▸ **Extract provided**:
■ ■ ■ ■ ■

10-8-2023 (BANGKOK) As the aviation industry in Thailand grapples with a slow recovery, airlines are turning to unconventional employment strategies, such as pay-to-fly schemes, to address the surplus of pilots and financial challenges posed by the pandemic. These schemes, which require licensed pilots to pay hefty training fees exceeding 1.5 million baht, have raised concerns about the financial strain on pilots and the overall quality of flight crew in the country.
The aviation sector’s rebound in the Asia-Pacific region has been uneven, with China’s resurgence pushing recovery expectations forward from 2025 to 2024, according to the International Air Transport Association (IATA). However, the situation remains precarious in Thailand, where airline fleets are below pre-pandemic levels, leading to reduced pilot salaries and limited job opportunities.
The concept of pay-to-fly, while not adopted universally, has gained traction among some Thai airlines. These carriers require aspiring pilots to finance their training before securing a job, ostensibly to align their skills with specific aircraft models used by the airline. Industry insiders stress that these expenses should be reframed as “training fees” rather than “pay-to-fly,” to reflect the evolving nature of pilot recruitment.

■ ■ ■ ■ ■

▸ **Material shown**:
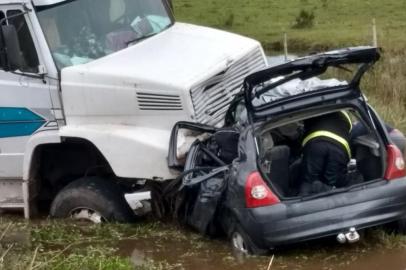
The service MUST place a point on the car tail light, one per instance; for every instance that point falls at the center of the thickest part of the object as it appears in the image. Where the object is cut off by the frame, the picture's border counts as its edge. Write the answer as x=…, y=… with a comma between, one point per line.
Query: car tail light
x=257, y=193
x=396, y=164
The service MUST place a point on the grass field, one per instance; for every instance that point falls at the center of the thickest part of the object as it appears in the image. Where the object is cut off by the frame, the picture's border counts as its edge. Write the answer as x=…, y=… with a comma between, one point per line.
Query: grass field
x=336, y=23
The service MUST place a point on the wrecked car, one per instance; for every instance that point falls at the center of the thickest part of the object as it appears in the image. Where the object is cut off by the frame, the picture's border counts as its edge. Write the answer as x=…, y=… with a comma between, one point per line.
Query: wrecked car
x=242, y=179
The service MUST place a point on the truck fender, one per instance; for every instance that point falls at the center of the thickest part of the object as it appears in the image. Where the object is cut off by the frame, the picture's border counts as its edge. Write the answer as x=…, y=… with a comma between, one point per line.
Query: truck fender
x=40, y=138
x=131, y=151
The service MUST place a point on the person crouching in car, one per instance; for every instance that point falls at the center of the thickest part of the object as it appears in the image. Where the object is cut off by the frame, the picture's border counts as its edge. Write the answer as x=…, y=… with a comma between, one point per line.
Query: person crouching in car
x=326, y=152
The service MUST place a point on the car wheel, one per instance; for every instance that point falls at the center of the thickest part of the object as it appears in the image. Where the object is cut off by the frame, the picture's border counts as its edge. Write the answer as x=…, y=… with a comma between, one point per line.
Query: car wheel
x=242, y=243
x=92, y=199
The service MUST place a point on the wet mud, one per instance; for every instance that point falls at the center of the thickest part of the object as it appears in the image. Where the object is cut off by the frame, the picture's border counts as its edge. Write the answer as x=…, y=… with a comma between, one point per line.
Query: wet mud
x=216, y=255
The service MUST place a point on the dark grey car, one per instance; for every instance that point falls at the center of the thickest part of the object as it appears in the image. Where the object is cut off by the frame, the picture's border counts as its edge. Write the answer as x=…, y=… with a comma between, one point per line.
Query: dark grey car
x=243, y=179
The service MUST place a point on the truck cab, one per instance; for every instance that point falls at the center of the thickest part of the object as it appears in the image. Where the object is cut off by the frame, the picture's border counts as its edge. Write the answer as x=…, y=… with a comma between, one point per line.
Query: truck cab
x=89, y=92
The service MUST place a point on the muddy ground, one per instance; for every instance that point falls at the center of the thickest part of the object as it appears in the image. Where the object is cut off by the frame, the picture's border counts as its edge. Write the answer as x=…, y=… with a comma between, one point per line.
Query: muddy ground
x=45, y=244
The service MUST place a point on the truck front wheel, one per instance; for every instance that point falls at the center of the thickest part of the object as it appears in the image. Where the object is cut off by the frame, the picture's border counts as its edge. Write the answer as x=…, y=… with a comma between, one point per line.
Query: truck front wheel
x=92, y=199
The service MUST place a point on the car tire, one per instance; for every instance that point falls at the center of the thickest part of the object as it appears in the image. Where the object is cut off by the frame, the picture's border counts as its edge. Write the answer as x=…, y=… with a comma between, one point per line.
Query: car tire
x=92, y=199
x=242, y=243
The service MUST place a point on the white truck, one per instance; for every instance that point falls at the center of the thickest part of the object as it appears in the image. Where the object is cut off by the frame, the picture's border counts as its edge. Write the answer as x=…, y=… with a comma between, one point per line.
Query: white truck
x=89, y=93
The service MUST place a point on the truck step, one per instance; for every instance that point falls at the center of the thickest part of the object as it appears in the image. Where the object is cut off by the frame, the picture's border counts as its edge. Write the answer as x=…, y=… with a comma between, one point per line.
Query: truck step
x=11, y=194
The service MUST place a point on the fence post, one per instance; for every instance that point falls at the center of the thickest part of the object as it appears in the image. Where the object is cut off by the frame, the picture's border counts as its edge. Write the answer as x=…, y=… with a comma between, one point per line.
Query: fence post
x=374, y=33
x=285, y=45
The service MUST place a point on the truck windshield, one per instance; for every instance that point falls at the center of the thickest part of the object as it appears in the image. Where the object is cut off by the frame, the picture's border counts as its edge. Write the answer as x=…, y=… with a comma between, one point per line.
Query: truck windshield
x=81, y=31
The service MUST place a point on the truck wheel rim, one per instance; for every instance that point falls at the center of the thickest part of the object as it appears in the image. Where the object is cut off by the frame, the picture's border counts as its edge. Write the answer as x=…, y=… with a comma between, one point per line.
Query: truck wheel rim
x=86, y=214
x=239, y=243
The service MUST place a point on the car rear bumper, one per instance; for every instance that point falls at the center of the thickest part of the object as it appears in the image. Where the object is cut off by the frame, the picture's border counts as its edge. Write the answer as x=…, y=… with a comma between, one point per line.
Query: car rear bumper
x=292, y=222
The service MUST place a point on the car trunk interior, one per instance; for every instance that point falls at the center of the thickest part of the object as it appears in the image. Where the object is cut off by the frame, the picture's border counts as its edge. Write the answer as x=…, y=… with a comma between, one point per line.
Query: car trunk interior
x=280, y=154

■ ■ ■ ■ ■

▸ **Activity list**:
**a)** Copy out the stretch of the article on Thai pay-to-fly schemes from "The aviation sector’s" through "limited job opportunities.".
**b)** Using the article on Thai pay-to-fly schemes, say whether each statement below agrees with it, and back each yes or no with the deciding words quoted exactly.
(i) The training fees some Thai airlines charge licensed pilots are more than 1.5 million baht.
(ii) According to IATA, China's resurgence moved expected recovery in the Asia-Pacific region from 2024 to 2025.
(iii) Every Thai airline has adopted pay-to-fly.

▸ **Expected outputs**:
**a)**
The aviation sector’s rebound in the Asia-Pacific region has been uneven, with China’s resurgence pushing recovery expectations forward from 2025 to 2024, according to the International Air Transport Association (IATA). However, the situation remains precarious in Thailand, where airline fleets are below pre-pandemic levels, leading to reduced pilot salaries and limited job opportunities.

**b)**
(i) Yes: "require licensed pilots to pay hefty training fees exceeding 1.5 million baht"
(ii) No: "pushing recovery expectations forward from 2025 to 2024"
(iii) No: "while not adopted universally, has gained traction among some Thai airlines"